- _The records_
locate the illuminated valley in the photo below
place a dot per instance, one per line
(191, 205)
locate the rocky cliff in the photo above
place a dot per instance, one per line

- _What you have to do_
Repeat every line of the records above word for word, keeping their order.

- _Response for this exercise_
locate the illuminated valley in the photo below
place a dot per instance, one per line
(191, 205)
locate the rocky cliff in the photo above
place a dot per instance, one per line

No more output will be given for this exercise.